*Verilen metin:*
------------------------------
Yargıtay Kararı Hukuk Genel Kurulu 2017/2368 E. 2019/712 K. 18.06.2019 T.

YARGITAY KARARI
DAİRE : Hukuk Genel Kurulu
ESAS NO : 2017/2368
KARAR NO : 2019/712
KARAR TARİHİ : 18.06.2019

MAHKEMESİ :Asliye Hukuk Mahkemesi

Taraflar arasındaki “kamulaştırma bedelinin tespiti ve tescil” davasından dolayı yapılan yargılama sonunda Borçka Asliye Hukuk Mahkemesince davanın kabulüne dair verilen 07.06.2013 tarihli ve 2012/132 E., 2013/229 K. sayılı karar, davalı tarafından temyiz edilmekle, Yargıtay 5. Hukuk Dairesinin 24.02.2014 tarihli ve 2013/20031 E., 2014/4552 K. sayılı kararı ile;
“…Dava, 4650 sayılı Kanunla değişik 2942 sayılı Kamulaştırma Kanununun 10. maddesi uyarınca kamulaştırma konusu pilon yeri bedeli ile irtifak hakkı karşılığının tesbiti ve bu hakkın davacı adına tescili istemine ilişkindir.
Mahkemece, davanın kabulüne karar verilmiş; hüküm, davalı tarafından temyiz edilmiştir.
------------------------------
*Mevcut veriler:*
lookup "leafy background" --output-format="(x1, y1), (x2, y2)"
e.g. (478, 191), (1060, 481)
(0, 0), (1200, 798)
------------------------------
*Verilen alıştırma A:*
Yargıtay kararına göre Borçka Asliye Hukuk Mahkemesinin kararını hangi taraf temyiz etmiştir?
*Verilen alıştırma B:*
Yargıtay kararında "Yargıtay Kararı Hukuk" sözlerinden "tescili istemine ilişkindir." sözlerine kadar uzanan bölümü olduğu gibi tekrarlayın.
*Verilen alıştırma C:*
Yargıtay kararını iki cümleyle özetleyin.
Yalnızca metinden yararlanın.

*Alıştırma sonucu A:*
Davalı taraf.

*Alıştırma sonucu B:*
Yargıtay Kararı Hukuk Genel Kurulu 2017/2368 E. 2019/712 K. 18.06.2019 T.

YARGITAY KARARI
DAİRE : Hukuk Genel Kurulu
ESAS NO : 2017/2368
KARAR NO : 2019/712
KARAR TARİHİ : 18.06.2019

MAHKEMESİ :Asliye Hukuk Mahkemesi

Taraflar arasındaki “kamulaştırma bedelinin tespiti ve tescil” davasından dolayı yapılan yargılama sonunda Borçka Asliye Hukuk Mahkemesince davanın kabulüne dair verilen 07.06.2013 tarihli ve 2012/132 E., 2013/229 K. sayılı karar, davalı tarafından temyiz edilmekle, Yargıtay 5. Hukuk Dairesinin 24.02.2014 tarihli ve 2013/20031 E., 2014/4552 K. sayılı kararı ile;
“…Dava, 4650 sayılı Kanunla değişik 2942 sayılı Kamulaştırma Kanununun 10. maddesi uyarınca kamulaştırma konusu pilon yeri bedeli ile irtifak hakkı karşılığının tesbiti ve bu hakkın davacı adına tescili istemine ilişkindir.

*Alıştırma sonucu C:*
Yargıtay Hukuk Genel Kurulunun 18.06.2019 tarihli bu kararı, 4650 sayılı Kanunla değişik 2942 sayılı Kamulaştırma Kanununun 10. maddesi uyarınca pilon yeri bedeli ile irtifak hakkı karşılığının tespiti ve bu hakkın davacı adına tescili istemine ilişkin bir davayla ilgilidir. Borçka Asliye Hukuk Mahkemesi 07.06.2013 tarihinde davanın kabulüne karar vermiş, bu karar davalı tarafından temyiz edilmiştir.